>>>

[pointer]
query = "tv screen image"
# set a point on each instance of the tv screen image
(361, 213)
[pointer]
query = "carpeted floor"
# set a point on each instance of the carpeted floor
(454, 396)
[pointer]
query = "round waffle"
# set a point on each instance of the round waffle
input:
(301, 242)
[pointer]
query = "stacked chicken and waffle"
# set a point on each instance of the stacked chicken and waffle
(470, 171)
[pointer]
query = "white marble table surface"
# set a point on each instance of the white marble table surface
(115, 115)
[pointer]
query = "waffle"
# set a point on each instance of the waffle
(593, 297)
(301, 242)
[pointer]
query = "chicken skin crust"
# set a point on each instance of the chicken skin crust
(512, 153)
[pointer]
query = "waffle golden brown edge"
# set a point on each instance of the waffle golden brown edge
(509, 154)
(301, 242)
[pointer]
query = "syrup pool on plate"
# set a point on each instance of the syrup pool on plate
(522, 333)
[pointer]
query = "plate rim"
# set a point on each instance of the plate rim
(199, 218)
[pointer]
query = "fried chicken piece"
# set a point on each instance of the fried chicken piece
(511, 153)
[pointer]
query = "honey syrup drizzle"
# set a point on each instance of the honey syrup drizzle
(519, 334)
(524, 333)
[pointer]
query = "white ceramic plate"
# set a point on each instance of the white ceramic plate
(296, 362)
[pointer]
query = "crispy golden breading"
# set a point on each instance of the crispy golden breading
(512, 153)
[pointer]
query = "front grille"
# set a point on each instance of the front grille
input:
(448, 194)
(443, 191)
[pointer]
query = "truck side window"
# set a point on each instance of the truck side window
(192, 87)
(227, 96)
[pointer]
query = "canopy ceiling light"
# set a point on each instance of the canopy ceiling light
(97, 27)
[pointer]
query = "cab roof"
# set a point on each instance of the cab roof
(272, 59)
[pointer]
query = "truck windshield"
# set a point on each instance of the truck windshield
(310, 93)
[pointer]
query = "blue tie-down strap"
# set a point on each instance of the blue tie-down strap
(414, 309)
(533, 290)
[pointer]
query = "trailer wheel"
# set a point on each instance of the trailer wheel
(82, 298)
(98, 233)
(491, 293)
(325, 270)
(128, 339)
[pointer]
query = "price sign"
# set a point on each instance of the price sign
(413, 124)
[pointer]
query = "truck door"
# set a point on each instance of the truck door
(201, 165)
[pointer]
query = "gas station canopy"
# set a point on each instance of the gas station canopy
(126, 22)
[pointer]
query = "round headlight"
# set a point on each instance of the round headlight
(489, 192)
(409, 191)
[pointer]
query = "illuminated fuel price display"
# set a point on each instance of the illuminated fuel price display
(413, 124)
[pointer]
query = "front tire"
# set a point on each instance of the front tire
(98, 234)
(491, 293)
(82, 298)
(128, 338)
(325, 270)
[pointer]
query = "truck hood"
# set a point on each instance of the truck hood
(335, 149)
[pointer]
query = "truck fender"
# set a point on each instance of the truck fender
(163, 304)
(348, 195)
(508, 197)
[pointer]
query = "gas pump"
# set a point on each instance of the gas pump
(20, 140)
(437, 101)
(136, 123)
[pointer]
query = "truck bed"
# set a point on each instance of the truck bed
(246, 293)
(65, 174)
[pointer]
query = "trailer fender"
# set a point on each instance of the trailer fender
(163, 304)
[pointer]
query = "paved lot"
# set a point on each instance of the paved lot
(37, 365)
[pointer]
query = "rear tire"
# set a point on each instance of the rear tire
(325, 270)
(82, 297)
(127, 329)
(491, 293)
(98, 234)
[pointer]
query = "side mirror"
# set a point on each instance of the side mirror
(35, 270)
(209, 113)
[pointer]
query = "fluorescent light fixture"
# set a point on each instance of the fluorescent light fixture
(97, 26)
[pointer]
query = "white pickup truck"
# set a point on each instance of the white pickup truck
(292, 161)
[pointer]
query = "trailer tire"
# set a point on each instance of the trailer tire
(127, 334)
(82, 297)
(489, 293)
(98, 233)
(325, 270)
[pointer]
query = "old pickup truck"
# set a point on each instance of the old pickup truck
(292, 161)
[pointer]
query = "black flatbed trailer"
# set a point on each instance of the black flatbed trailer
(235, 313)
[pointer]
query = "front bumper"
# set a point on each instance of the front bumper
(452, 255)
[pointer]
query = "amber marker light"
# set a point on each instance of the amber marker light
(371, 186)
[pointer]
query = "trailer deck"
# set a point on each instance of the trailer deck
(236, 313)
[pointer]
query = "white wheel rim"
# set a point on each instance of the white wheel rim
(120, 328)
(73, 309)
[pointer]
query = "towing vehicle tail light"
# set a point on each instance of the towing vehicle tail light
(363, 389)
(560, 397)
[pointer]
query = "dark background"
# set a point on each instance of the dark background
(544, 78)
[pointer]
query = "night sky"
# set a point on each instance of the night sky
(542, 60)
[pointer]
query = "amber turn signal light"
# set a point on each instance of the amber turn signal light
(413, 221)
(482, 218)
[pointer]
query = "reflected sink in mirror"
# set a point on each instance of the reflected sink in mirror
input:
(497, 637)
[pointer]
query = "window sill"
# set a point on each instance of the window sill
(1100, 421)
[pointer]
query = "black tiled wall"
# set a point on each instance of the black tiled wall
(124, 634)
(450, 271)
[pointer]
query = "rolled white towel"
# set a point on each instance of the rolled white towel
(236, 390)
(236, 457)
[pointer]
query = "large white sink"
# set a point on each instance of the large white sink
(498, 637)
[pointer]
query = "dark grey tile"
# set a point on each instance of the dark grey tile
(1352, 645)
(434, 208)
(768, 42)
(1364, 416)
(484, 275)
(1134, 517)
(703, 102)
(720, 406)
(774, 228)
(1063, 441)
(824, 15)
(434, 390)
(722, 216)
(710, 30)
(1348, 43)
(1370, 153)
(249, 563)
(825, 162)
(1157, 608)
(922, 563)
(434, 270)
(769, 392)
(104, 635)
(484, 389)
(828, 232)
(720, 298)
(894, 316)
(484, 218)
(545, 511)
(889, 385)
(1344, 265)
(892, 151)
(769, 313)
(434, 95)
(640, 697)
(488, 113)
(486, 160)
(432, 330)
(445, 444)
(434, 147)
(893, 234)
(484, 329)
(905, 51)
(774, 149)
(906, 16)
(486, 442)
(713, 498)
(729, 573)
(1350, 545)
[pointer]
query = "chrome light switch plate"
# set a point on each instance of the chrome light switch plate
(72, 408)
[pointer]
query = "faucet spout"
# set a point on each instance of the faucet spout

<<<

== WHAT IS EXPECTED ==
Select every line from the rows above that contains the word "turn".

== ANSWER TO THIS PROBLEM ==
query = "amber turn signal light"
# set a point on each instance of the amber turn signal light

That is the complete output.